▶ THE REQUEST
Rewrite the stretch of the listing below from the line containing "TARGET = recessed ceiling light" through the end of the listing, keeping every line, requests included, in order. In the answer coordinates only, multiply each number by 0.3 and round it to a whole number, with halves rounded up.

◆ ◆ ◆ ◆ ◆

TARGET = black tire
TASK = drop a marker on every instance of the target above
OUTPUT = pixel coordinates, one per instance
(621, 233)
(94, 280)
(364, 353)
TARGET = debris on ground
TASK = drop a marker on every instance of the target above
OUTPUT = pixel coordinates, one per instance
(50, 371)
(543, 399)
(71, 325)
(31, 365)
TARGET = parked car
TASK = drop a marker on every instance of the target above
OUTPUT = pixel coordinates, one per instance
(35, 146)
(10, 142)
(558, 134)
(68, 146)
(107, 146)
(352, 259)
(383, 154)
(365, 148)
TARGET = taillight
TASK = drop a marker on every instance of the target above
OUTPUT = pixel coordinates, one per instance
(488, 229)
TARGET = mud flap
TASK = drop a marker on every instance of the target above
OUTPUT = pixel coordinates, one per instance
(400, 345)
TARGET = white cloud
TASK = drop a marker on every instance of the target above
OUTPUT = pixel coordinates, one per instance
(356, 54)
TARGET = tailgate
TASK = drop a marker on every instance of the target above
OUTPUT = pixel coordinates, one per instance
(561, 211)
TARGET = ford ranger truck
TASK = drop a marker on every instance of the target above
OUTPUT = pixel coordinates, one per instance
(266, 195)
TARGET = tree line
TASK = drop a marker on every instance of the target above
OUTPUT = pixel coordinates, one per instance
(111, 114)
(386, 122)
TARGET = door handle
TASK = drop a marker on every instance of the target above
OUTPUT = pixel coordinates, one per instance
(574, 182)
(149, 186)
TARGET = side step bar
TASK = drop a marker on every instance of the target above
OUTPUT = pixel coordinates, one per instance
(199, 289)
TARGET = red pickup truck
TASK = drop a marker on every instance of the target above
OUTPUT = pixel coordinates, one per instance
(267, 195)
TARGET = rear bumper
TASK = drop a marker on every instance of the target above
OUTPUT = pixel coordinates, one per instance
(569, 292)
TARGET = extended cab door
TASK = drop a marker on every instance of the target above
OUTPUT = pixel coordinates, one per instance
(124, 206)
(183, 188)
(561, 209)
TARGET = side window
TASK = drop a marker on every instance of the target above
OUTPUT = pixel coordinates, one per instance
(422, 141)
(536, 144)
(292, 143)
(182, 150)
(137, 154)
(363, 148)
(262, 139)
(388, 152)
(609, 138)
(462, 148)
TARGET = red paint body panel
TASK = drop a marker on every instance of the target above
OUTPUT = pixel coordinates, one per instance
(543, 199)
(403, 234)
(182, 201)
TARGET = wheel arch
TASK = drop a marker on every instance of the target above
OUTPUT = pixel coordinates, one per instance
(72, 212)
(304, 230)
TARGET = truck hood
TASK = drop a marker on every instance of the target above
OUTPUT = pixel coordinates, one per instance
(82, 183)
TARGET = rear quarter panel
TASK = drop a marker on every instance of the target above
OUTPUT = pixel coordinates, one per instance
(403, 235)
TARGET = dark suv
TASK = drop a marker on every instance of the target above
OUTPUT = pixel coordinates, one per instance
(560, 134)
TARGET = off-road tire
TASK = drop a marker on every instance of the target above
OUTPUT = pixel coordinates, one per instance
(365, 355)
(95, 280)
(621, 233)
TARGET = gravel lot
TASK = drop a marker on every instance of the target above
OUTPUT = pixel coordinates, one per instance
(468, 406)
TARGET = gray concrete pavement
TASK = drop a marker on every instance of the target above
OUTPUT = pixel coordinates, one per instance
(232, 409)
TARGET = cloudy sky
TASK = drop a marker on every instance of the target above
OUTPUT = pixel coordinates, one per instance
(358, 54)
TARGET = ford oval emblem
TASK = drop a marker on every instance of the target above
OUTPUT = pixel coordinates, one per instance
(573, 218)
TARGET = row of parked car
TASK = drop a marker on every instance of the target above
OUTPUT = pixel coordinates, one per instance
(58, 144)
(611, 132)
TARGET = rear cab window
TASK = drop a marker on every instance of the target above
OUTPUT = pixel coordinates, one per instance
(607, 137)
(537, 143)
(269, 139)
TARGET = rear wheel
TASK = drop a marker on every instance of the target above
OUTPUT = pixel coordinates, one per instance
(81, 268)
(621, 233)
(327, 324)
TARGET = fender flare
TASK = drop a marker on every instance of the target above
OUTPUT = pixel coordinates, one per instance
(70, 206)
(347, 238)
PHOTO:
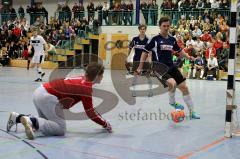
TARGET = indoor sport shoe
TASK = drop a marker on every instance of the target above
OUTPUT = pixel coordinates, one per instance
(177, 105)
(38, 80)
(26, 122)
(43, 74)
(194, 115)
(12, 121)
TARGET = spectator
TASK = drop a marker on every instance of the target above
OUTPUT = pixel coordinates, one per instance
(67, 15)
(124, 13)
(130, 12)
(192, 4)
(207, 25)
(13, 13)
(99, 11)
(224, 57)
(208, 4)
(200, 4)
(75, 10)
(215, 4)
(190, 41)
(105, 12)
(206, 37)
(90, 9)
(144, 9)
(21, 12)
(180, 41)
(224, 4)
(196, 32)
(81, 11)
(210, 51)
(198, 66)
(212, 65)
(199, 45)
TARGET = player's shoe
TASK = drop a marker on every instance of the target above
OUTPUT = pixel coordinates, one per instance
(38, 80)
(43, 74)
(134, 94)
(194, 115)
(26, 122)
(12, 121)
(177, 105)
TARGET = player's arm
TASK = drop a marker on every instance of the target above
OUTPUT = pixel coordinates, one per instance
(45, 48)
(145, 53)
(184, 54)
(29, 46)
(181, 52)
(92, 114)
(131, 46)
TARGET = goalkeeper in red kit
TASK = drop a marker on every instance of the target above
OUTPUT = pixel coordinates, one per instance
(59, 94)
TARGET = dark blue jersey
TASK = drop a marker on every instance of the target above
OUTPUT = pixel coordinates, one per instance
(163, 47)
(139, 46)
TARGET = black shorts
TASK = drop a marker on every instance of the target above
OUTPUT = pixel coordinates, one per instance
(175, 74)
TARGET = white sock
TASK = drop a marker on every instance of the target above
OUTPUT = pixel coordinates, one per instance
(172, 97)
(201, 76)
(134, 82)
(188, 100)
(149, 83)
(194, 72)
(39, 72)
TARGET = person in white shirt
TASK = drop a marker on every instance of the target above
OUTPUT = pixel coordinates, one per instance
(215, 4)
(196, 32)
(38, 44)
(105, 10)
(212, 65)
(190, 41)
(199, 45)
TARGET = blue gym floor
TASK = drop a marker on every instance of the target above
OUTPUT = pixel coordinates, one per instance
(132, 139)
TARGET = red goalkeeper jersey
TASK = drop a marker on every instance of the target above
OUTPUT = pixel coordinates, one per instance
(72, 90)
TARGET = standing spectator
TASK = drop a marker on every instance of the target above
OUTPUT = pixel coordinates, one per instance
(144, 9)
(224, 4)
(154, 12)
(210, 51)
(13, 13)
(180, 41)
(130, 12)
(99, 11)
(224, 57)
(190, 41)
(196, 32)
(43, 11)
(215, 4)
(21, 12)
(166, 5)
(90, 9)
(105, 12)
(199, 44)
(75, 10)
(208, 4)
(198, 66)
(81, 11)
(224, 28)
(206, 37)
(200, 4)
(192, 4)
(207, 25)
(212, 65)
(67, 12)
(124, 14)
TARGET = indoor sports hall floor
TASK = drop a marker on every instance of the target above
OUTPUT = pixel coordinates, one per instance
(140, 138)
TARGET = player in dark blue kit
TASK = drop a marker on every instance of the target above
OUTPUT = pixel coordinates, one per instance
(138, 43)
(165, 44)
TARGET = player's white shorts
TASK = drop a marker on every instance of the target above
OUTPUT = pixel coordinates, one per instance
(38, 58)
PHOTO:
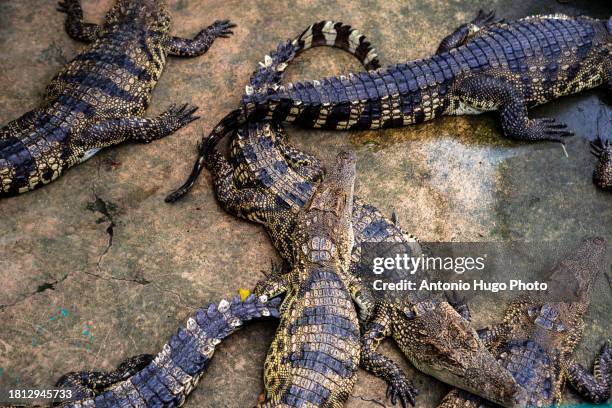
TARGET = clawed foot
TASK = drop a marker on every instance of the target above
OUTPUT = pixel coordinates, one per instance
(70, 7)
(545, 129)
(598, 146)
(181, 115)
(401, 388)
(485, 18)
(222, 29)
(458, 303)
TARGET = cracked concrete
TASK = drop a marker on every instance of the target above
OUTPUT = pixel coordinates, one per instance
(77, 296)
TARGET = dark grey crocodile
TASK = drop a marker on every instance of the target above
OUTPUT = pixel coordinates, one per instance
(537, 338)
(98, 99)
(507, 67)
(602, 175)
(165, 380)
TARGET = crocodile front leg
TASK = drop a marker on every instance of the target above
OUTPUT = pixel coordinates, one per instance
(186, 47)
(135, 128)
(484, 92)
(307, 166)
(247, 203)
(399, 386)
(593, 387)
(466, 31)
(86, 384)
(75, 27)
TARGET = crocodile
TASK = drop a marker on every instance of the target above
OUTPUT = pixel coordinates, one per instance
(167, 379)
(275, 192)
(98, 99)
(602, 175)
(537, 338)
(315, 354)
(498, 66)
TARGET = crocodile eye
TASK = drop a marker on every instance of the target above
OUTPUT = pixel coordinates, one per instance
(409, 313)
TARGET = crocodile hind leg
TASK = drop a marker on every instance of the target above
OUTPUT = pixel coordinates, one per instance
(86, 384)
(186, 47)
(276, 283)
(399, 386)
(593, 387)
(465, 31)
(75, 27)
(483, 92)
(113, 131)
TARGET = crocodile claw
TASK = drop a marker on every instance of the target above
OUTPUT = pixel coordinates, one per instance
(222, 28)
(183, 114)
(542, 129)
(70, 7)
(402, 389)
(485, 18)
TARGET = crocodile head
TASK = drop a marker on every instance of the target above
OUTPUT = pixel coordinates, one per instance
(324, 230)
(439, 342)
(602, 176)
(150, 14)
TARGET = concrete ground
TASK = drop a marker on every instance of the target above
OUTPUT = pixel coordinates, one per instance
(96, 267)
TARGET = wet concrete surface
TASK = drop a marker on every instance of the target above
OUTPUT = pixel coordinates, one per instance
(96, 267)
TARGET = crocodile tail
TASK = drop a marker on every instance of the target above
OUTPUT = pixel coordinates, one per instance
(324, 33)
(207, 146)
(170, 376)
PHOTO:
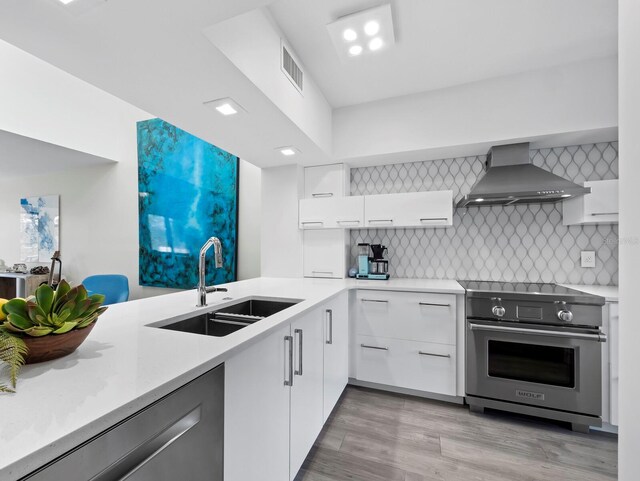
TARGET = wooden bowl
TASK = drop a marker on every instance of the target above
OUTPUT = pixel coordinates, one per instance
(53, 346)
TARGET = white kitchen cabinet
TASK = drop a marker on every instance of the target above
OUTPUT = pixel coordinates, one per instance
(614, 342)
(325, 181)
(307, 388)
(406, 340)
(598, 207)
(256, 440)
(421, 366)
(336, 350)
(414, 209)
(412, 316)
(325, 253)
(332, 213)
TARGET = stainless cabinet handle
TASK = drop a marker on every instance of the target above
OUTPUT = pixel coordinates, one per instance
(289, 340)
(128, 465)
(422, 353)
(599, 337)
(298, 371)
(366, 346)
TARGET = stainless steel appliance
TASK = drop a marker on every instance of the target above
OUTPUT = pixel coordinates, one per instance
(511, 178)
(534, 349)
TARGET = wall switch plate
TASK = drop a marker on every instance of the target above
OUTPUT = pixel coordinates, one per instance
(588, 258)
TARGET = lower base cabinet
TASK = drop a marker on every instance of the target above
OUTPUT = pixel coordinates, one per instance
(177, 438)
(421, 366)
(274, 402)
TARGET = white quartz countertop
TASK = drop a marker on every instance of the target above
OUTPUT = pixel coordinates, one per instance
(124, 365)
(610, 293)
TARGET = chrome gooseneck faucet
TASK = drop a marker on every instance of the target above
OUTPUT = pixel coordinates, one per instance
(202, 287)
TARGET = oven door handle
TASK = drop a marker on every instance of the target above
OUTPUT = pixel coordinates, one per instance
(600, 337)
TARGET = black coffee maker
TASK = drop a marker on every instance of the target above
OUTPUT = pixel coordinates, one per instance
(378, 265)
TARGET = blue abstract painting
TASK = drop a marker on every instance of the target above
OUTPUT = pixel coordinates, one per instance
(188, 192)
(39, 227)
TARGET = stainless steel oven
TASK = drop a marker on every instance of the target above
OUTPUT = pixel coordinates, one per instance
(521, 356)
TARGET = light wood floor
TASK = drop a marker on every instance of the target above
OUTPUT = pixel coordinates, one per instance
(376, 436)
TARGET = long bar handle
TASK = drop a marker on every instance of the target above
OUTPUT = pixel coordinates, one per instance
(289, 340)
(599, 337)
(422, 353)
(366, 346)
(129, 464)
(298, 371)
(330, 318)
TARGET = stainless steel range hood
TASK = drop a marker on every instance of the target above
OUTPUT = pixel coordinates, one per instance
(511, 178)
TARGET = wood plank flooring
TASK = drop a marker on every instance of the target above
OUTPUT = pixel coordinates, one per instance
(377, 436)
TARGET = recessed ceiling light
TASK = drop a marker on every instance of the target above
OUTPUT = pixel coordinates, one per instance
(371, 28)
(288, 150)
(349, 35)
(376, 44)
(374, 26)
(225, 106)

◆ ◆ ◆ ◆ ◆

▶ EXERCISE SOLUTION
TARGET = recessed ceiling light
TASK = drop a marker on every instance of the target above
OUTPUT = pixel coordinates, one per instance
(111, 8)
(86, 45)
(105, 11)
(113, 13)
(112, 8)
(68, 32)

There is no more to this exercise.